Provided records:
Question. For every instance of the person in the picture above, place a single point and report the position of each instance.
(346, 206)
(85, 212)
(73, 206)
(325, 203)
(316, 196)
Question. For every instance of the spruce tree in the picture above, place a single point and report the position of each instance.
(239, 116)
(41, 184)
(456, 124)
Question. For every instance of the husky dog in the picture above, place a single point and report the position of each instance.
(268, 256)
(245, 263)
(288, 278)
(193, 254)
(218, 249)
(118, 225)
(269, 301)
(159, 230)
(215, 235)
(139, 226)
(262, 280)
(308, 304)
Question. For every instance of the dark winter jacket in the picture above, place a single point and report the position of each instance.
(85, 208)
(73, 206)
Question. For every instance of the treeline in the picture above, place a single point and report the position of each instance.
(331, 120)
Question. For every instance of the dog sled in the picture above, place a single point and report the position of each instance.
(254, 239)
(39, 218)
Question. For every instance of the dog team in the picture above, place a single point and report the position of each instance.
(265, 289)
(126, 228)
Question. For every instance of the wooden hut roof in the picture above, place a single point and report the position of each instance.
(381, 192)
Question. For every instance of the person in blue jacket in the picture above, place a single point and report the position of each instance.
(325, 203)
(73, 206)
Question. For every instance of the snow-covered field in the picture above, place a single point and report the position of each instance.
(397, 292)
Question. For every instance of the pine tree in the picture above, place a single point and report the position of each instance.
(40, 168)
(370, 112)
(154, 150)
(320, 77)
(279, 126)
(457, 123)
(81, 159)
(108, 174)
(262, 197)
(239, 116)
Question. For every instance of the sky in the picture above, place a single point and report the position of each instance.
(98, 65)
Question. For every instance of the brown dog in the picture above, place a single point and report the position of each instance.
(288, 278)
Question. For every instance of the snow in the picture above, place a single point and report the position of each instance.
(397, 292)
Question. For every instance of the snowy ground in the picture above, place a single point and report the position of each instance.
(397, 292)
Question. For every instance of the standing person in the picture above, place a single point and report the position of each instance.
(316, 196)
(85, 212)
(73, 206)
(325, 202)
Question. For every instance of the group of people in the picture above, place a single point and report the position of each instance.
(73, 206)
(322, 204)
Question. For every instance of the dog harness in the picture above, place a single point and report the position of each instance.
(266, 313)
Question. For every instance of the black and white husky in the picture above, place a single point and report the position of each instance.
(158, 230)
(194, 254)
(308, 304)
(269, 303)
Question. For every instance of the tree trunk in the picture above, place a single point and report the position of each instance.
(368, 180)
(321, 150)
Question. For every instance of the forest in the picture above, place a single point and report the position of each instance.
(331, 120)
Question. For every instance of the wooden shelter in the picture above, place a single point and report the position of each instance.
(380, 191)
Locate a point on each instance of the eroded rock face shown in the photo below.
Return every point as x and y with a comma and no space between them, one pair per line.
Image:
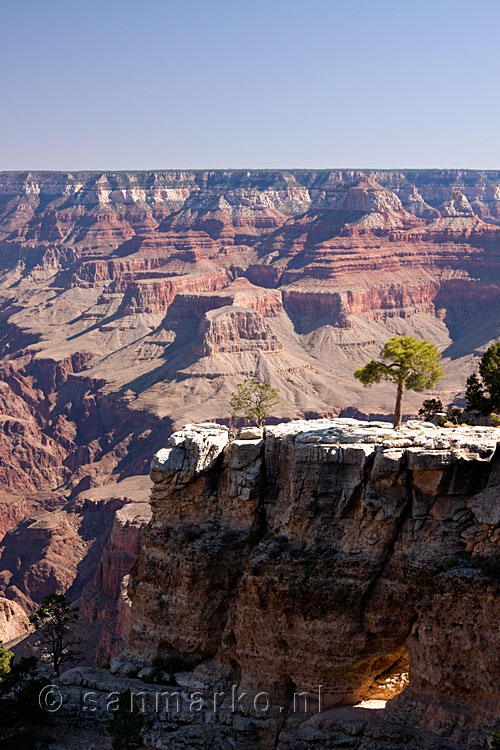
326,554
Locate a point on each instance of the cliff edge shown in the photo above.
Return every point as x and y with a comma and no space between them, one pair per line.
320,561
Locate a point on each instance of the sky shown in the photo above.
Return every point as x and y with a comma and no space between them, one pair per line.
201,84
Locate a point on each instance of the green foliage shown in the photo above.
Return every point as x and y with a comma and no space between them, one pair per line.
126,724
483,388
53,620
430,408
254,400
408,362
5,662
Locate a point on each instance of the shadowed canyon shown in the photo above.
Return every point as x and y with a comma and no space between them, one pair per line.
132,303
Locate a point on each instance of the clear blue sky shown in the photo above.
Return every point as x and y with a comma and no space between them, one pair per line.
143,84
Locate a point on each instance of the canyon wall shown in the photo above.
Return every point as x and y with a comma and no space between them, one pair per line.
133,302
328,553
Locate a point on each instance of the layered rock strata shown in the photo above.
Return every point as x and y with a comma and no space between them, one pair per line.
325,555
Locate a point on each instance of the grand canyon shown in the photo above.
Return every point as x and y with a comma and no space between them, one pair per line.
131,304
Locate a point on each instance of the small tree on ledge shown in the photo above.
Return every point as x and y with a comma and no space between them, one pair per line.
254,400
53,620
408,362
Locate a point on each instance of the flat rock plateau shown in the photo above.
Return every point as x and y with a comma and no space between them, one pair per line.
132,303
332,553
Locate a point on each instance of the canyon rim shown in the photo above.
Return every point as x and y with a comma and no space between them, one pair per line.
327,552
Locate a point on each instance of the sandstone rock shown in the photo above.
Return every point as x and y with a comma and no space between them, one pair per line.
344,541
250,433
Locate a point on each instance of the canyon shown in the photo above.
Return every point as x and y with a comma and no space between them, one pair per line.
329,563
132,303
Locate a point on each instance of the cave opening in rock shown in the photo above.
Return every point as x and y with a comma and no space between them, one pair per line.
388,683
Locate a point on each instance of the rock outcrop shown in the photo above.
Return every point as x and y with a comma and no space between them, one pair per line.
327,553
131,303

Task to complete:
Reproduce every entry word for word, but skip any pictures.

Finished task:
Question. For every instance of the person in the picture above, place a single point and report the position of each instance.
(346, 206)
(85, 212)
(73, 206)
(325, 203)
(316, 196)
Question. For every instance of the spruce tree in the picture above, place a single point and report the position of each instance.
(239, 116)
(41, 184)
(456, 124)
Question. For every instance of the husky dog in the picture above, place a single point and report the position of each instance.
(268, 256)
(245, 263)
(288, 278)
(193, 254)
(218, 249)
(118, 225)
(269, 301)
(159, 230)
(215, 235)
(139, 226)
(262, 280)
(308, 304)
Question. For every instance of the dark winter jacket in the picture above, place a single point and report the position of each instance.
(85, 208)
(73, 206)
Question. For every instance of the treeline in the picture above, place a single point and report the position of each instance.
(331, 120)
Question. For every instance of the dog sled in the picture above, place a single point and report the position of each instance.
(254, 239)
(39, 218)
Question. For every instance of the dog team in the picture above, place a single point and report the position of each instance.
(265, 289)
(126, 228)
Question. For every instance of the wooden hut roof in the picture above, place a single point and report the position of each instance.
(381, 192)
Question. For every instance of the person in blue jacket in the picture above, place a single point and report the position of each instance.
(325, 203)
(73, 206)
Question. For every instance of the snow-covered field in the picture above, place a single point and report the position of each instance.
(397, 292)
Question. For every instance of the pine tree in the picture above, place a single point and report the position of each instance.
(40, 168)
(370, 112)
(154, 150)
(320, 77)
(279, 126)
(457, 123)
(81, 159)
(108, 174)
(262, 197)
(239, 116)
Question. For every instance of the sky in the picture above, place a single point and report the position of each instance.
(98, 65)
Question. For every instance of the brown dog in the picture above, place a single point and report the position of each instance.
(288, 278)
Question. For every instance of the snow in the picture above, place a single point and report the position of each instance.
(397, 292)
Question. For every instance of the snowy ground in the picture above, place a single point and report the position of each instance.
(397, 292)
Question. For every instance of the standing person in the picture above, place a single point and report the position of each instance.
(316, 196)
(85, 212)
(73, 206)
(325, 202)
Question. For every instance of the group of people in the picture above, place a single point and report the position of each instance.
(73, 206)
(322, 204)
Question. For every instance of the dog harness in the picture above, place a single point and report the position of each instance.
(266, 313)
Question. For every instance of the black and white husky in the picture above, place a single point and report the position of each instance.
(158, 230)
(194, 254)
(308, 304)
(269, 303)
Question. For every instance of the tree trunk in the picture above, place a single point and report the position of each instance.
(368, 180)
(321, 150)
Question. For every instance of the forest in the picture above, place a single point and report the position of each instance.
(331, 120)
Question. For every instance of the wooden shelter in the picture above, place a single point and report the position of each instance.
(380, 191)
Locate a point on each instance of the eroded rock face shown in the photo below.
Return every point as x and y with a comma and no space between them, one pair per line.
Image:
326,554
Locate a point on each instance of the cliff edge shown in the photo above.
Return every point as x and y with a comma and no space between them, one pair per line.
320,561
Locate a point on each instance of the sky shown in the photo above.
Return every point as x and y with a comma and no space between them, one pair per line.
201,84
Locate a point on each instance of the green foliage shown in the photo above.
Return every point as x and y with a comma and no space between them, one pair per line.
126,724
483,388
53,620
430,408
254,400
408,362
5,662
Locate a point on each instance of the shadowed canyon shown in the photo above.
Return every point as x and y with a comma and no space between them, one pair per line.
132,303
Locate a point on each instance of the clear blue sky shown in the photo above.
Return every point as x and y with a comma and no space between them, one pair per line.
143,84
Locate a point on each instance of the canyon wall shown in the photo above.
Return every point as x and y with a comma and no space between them, one pair per line.
133,302
328,553
Locate a point on each instance of the layered rock strata shown in the photo above.
Return every point as x and y with a comma and no space between them, one pair per line.
325,555
Locate a point on each instance of the grand canyon shown in the photo above.
Return every point as x and y with a comma and no space between them, one pair per line.
131,304
Locate a point on each instance of the small tree on ledge shown in the photo above.
Return every point as x and y with a comma and no space between them, one pair per line.
254,400
53,620
408,362
Locate a point on each instance of the flat rock plateau shown in the photo above.
Return every point as x and y with a comma and no space between them, one pair per line.
132,303
332,553
Locate a point on each instance of the canyon rim shown in the photo above.
Return every point as x and y with a comma and no space between them, one pair per line.
327,552
Locate a point on each instance of the sandstone rock shown in the photo above.
Return every point as x and y with a comma and no space between them, one pair per line.
344,541
250,433
Locate a point on each instance of the canyon shown in the photo above.
Return every point as x and y with a comma and no space between them, one pair per line.
329,563
132,303
Locate a point on each instance of the cave opening in rock shown in the photo above.
Return every point as x and y with a comma and no space between them, one pair per line.
388,683
Locate a point on each instance of the rock outcrop shown in the photo above.
Return every point as x and y with a comma and no space between them, one pair per line.
327,553
131,303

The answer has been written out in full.